→ Teks yang Diberikan
Distro Academy : School of Clothing

Masa Depan Industri Garment di Indonesia
















Siapa yang tidak mengenal Bandung, sebagai salah satu kota paling kreatif di Indonesia. Hampir semua produk kreatif negeri ini tercipta dari kota yang berjejuluk kota kembang ini. Sebut saja mulai produsen artis papan atas Indonesia, penghasil produk fashion terdepan dan tentunya pesohor industry kuliner nusantara.

Sebagai kota produsen artis, tentu tak ada yang dapat memungkiri bahwa Bandung adalah kota paling produktif menghasilkan musisi, artis sinetron sampai artist teater. Ada banyak sanggar tari dan seni yang dibina dari usia dini, sehingga Bandung dapurnya tak pernah berhenti mengebul menyumbangkan artis papan atas. Menjadi artis dalam arti yang luas sudah menjadi cita-cita warga Bandung sejak dini.

Dari sisi penghasil produk fashion garis depan, Bandung tak dapat dipungkiri merupakan pionir dari industri yang paling bergairah ini. Sebut saja Majalaya, sebagai salah satu daerah di Bandung bagian selatan. Sejak tahun 1920 telah menjadi sentra industri tenun kenamaan. Hasil pengrajin Majalaya berupa sarung, kain bodasan dan produk tenun lainnya telah melegenda dan bahkan menembus pasar ekpsor. Atau sebut saja Cibaduyut sebagai sentra industri alas kaki. Sejak tahun 1920 telah mulai tumbuh subur pengrajin sepatu di kawasan Cibaduyut yang hingga saat ini masih terus bertahan.

Kemudian dari sisi kuliner. Tidak ada kota paling produktif menghasilkan produk kuliner dinegeri ini di bandingkan kota Bandung. Ada banyak makanan kreatif lahir, mulai dari inovasi rasa maupun inovasi penyajian. Sebut saja makanan macam batagor, basreng, cireng, cimol, surabi, bolen, bastus, cimin dan aneka jajanan pasar lainnya. Bahkan para pebisnis kuliner menyebutkan, usaha kuliner yang sukses diluar Bandung belum tentu bisa jalan dioperasikan di Bandung, namun makakan yang telah sukses di Bandung menjadi jaminan untuk sukses di kota luar Bandung. Ini menunjukkan bahwa Bandung adalah barometer kuliner nasional.

Saya tidak ingin mengupas Bandung dari sebagai kota kreatif saat ini, namun akan melihat fenomena bisnis kreatif yang kian kompetitif dengan mengambil barometer Bandung sebagai acuan. Kenapa demikian, karena revolusi internet telah mengubah lingkungan bisnis kreatif yang selama ini stabil menjadi sangat labil. Sebagai bukti, bahwa banyak sekali usaha yang dulu Berjaya, secara senyap dan bertahap mengalami kemunduran secara perlahan.

→ Tugas
A - Jawablah pertanyaan berikut berdasarkan teks tentang Bandung sebagai kota kreatif, dan tandai jawabannya dengan penanda yang sama.
(i) Sejak tahun berapa Majalaya menjadi sentra industri tenun?
(ii) Kawasan mana yang disebut sebagai sentra industri alas kaki?
(iii) Apa yang telah mengubah lingkungan bisnis kreatif yang selama ini stabil menjadi sangat labil?
B - Ringkaslah teks tentang Bandung sebagai kota kreatif dalam dua kalimat.

→ Data yang Diberikan
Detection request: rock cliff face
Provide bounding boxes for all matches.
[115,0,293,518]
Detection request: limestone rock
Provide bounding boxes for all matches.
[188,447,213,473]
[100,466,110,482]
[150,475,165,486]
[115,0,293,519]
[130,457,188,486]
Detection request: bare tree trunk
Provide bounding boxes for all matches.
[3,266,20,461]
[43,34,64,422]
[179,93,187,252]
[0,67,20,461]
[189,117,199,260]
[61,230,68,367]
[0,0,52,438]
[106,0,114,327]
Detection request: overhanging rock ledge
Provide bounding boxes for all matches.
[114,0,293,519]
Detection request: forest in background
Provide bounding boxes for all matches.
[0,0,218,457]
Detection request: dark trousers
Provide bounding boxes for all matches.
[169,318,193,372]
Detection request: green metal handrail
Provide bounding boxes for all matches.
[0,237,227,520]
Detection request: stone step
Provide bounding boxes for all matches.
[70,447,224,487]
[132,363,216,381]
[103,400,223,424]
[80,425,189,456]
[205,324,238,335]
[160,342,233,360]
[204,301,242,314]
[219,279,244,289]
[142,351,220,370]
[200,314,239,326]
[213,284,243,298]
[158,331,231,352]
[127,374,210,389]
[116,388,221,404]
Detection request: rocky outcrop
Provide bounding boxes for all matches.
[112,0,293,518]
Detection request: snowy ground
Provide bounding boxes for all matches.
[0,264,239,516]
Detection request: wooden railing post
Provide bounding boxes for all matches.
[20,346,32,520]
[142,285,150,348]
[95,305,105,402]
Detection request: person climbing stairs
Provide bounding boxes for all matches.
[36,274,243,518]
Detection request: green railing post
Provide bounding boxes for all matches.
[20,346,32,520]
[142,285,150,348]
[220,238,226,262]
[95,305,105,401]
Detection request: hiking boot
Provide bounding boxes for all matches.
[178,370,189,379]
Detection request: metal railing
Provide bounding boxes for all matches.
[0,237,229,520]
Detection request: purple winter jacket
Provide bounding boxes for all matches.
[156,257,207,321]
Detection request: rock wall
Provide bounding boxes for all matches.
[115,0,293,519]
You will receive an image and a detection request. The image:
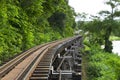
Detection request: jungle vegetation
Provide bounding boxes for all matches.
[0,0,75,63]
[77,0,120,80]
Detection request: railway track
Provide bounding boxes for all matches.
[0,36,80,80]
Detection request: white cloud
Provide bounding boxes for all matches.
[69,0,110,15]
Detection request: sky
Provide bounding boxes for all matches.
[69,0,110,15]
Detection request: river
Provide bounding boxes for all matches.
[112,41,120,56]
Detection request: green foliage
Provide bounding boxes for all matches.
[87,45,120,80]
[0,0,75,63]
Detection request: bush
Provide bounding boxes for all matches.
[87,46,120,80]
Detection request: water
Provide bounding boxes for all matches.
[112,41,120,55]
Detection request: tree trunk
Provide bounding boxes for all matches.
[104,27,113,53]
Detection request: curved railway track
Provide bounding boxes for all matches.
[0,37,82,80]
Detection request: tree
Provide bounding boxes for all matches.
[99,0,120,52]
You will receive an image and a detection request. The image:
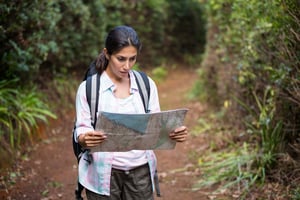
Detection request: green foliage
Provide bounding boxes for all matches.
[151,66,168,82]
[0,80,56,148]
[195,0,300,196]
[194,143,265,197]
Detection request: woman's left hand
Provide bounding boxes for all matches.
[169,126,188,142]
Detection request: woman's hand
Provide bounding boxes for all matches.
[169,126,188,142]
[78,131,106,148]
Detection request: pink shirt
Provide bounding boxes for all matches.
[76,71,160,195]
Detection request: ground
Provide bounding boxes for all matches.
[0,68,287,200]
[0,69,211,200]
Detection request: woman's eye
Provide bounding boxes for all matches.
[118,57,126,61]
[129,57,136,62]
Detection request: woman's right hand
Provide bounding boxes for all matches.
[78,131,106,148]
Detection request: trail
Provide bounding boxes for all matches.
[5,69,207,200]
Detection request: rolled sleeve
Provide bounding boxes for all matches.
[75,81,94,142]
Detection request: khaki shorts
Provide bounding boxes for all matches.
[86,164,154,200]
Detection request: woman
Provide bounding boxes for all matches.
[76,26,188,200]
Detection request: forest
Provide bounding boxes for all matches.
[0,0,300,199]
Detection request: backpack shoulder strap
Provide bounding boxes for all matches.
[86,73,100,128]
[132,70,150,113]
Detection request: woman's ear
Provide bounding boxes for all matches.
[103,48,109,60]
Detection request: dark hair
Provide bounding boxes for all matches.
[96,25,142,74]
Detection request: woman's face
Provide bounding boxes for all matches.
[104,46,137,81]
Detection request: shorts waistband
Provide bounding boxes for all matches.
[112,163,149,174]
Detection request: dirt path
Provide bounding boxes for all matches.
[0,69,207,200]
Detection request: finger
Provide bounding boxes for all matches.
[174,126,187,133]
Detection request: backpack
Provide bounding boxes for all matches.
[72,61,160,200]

...

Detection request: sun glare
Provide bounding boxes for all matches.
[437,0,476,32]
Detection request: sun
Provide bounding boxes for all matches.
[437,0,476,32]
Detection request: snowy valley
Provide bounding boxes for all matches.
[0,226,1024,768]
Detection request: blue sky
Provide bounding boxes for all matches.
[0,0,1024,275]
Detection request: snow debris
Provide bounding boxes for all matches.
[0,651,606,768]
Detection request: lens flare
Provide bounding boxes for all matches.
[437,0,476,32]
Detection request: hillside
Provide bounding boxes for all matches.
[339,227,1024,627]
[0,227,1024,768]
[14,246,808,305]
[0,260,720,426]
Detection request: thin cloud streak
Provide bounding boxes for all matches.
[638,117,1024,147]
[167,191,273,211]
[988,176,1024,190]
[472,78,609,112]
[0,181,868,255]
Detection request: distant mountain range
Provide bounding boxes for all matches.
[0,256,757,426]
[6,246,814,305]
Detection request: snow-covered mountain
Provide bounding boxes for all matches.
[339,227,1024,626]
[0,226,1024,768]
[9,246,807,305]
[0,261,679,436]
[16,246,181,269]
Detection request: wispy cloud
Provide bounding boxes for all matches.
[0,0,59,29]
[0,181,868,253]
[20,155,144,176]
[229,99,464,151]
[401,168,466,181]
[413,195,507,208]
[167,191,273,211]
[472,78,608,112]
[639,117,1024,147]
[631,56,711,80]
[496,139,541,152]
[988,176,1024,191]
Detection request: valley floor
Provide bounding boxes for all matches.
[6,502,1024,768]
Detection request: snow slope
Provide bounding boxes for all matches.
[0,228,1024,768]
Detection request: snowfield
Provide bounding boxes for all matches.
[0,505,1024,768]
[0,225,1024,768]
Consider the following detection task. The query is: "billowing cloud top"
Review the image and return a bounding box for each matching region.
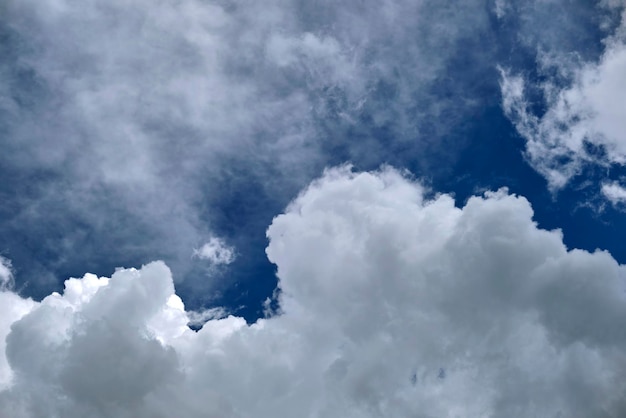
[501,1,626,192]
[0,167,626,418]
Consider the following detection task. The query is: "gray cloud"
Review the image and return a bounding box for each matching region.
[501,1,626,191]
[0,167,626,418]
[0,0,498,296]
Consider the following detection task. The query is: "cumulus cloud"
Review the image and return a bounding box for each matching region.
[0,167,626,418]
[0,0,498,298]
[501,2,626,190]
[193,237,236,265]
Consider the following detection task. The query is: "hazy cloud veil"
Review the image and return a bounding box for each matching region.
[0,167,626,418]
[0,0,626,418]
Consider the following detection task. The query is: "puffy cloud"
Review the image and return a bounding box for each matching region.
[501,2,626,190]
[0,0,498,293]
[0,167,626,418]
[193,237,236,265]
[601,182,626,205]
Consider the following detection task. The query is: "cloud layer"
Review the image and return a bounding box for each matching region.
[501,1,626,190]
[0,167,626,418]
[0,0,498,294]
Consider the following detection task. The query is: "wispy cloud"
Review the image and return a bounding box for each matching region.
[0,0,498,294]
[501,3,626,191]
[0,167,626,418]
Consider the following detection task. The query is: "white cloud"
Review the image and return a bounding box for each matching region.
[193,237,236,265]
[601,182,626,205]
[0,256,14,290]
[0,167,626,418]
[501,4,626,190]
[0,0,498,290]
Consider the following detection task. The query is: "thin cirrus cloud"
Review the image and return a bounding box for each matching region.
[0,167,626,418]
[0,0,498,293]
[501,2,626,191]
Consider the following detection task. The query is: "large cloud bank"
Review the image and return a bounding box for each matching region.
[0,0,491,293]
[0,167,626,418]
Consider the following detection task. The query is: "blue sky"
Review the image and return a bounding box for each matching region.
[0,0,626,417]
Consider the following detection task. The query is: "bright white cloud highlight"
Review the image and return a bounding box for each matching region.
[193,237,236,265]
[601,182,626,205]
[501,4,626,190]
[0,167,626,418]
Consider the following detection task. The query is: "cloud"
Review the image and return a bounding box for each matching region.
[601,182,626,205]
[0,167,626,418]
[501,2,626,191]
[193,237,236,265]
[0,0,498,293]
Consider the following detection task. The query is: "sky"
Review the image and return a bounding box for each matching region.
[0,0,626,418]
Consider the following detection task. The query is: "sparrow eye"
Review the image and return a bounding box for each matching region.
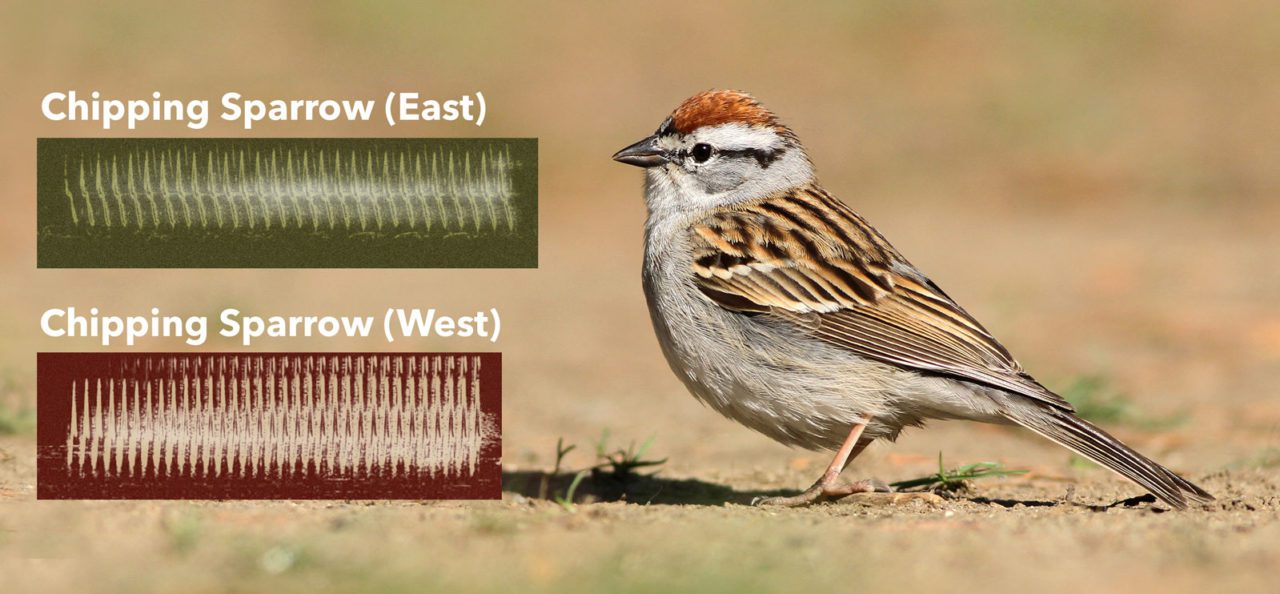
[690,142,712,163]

→ Hasil Tugas
A -
(i) Sejak tahun 1920.
(ii) Cibaduyut.
(iii) Revolusi internet.

B - Bandung digambarkan sebagai salah satu kota paling kreatif di Indonesia yang menghasilkan artis papan atas dan produk fashion seperti tenun Majalaya dan alas kaki Cibaduyut. Kota ini juga melahirkan beragam inovasi kuliner, tetapi revolusi internet telah membuat lingkungan bisnis kreatif sangat labil sehingga banyak usaha yang dulu berjaya perlahan mengalami kemunduran.